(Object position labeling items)
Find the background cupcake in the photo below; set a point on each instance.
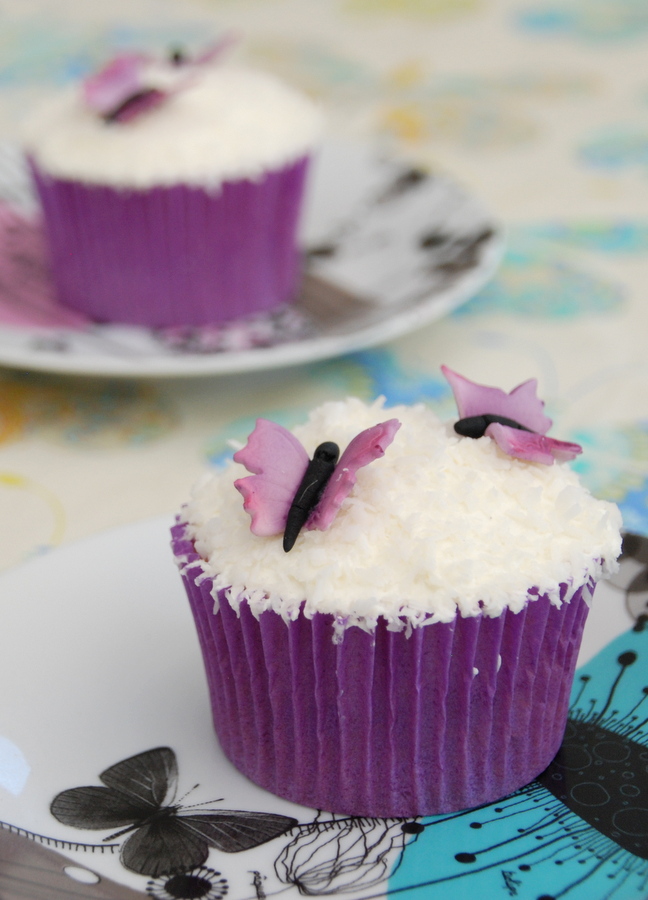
(413, 655)
(171, 191)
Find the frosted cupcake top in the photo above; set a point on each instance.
(227, 122)
(439, 523)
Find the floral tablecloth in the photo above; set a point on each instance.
(537, 107)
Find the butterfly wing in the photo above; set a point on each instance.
(233, 830)
(365, 447)
(277, 461)
(135, 788)
(94, 808)
(147, 779)
(522, 404)
(163, 846)
(120, 79)
(533, 447)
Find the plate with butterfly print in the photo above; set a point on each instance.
(387, 248)
(113, 786)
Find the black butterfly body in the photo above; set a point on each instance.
(166, 838)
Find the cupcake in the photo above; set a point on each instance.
(171, 191)
(413, 651)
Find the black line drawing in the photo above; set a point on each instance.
(164, 837)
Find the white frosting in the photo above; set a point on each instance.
(230, 123)
(438, 524)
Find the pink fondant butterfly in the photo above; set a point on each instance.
(515, 421)
(134, 83)
(286, 490)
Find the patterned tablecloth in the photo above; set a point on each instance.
(537, 107)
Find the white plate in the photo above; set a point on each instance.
(396, 251)
(99, 662)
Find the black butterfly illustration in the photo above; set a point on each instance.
(166, 838)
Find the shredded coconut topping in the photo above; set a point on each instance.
(440, 524)
(232, 123)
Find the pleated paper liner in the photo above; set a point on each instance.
(384, 724)
(174, 256)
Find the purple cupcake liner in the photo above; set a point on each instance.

§ **Exercise objective**: Please write out the items again, starting at the line that contains "Find the white frosting" and ending with the last item, and replace "liner" with "wrapper" while leaving everything else unchanged.

§ **Task response**:
Find the white frosting in the photo above; set a point on each instance.
(230, 123)
(438, 524)
Find the pink fondant butterfly in the photo above; set a point on each instance.
(515, 421)
(134, 83)
(286, 490)
Find the patterned tablecloth in the photo above; set a point on each instance.
(537, 107)
Find the white plate in the photo above; set a point on each instance.
(396, 251)
(99, 662)
Find the black butterfly illustration in the photo above; set a point on each instance.
(166, 838)
Find the shredded coconut topping in the photo above; set a point on each instance.
(440, 524)
(232, 123)
Find the pleated paper wrapper in the photo above; set a point on each instance.
(384, 724)
(174, 256)
Find the purple cupcake wrapper in the photo above; set a point on each instance.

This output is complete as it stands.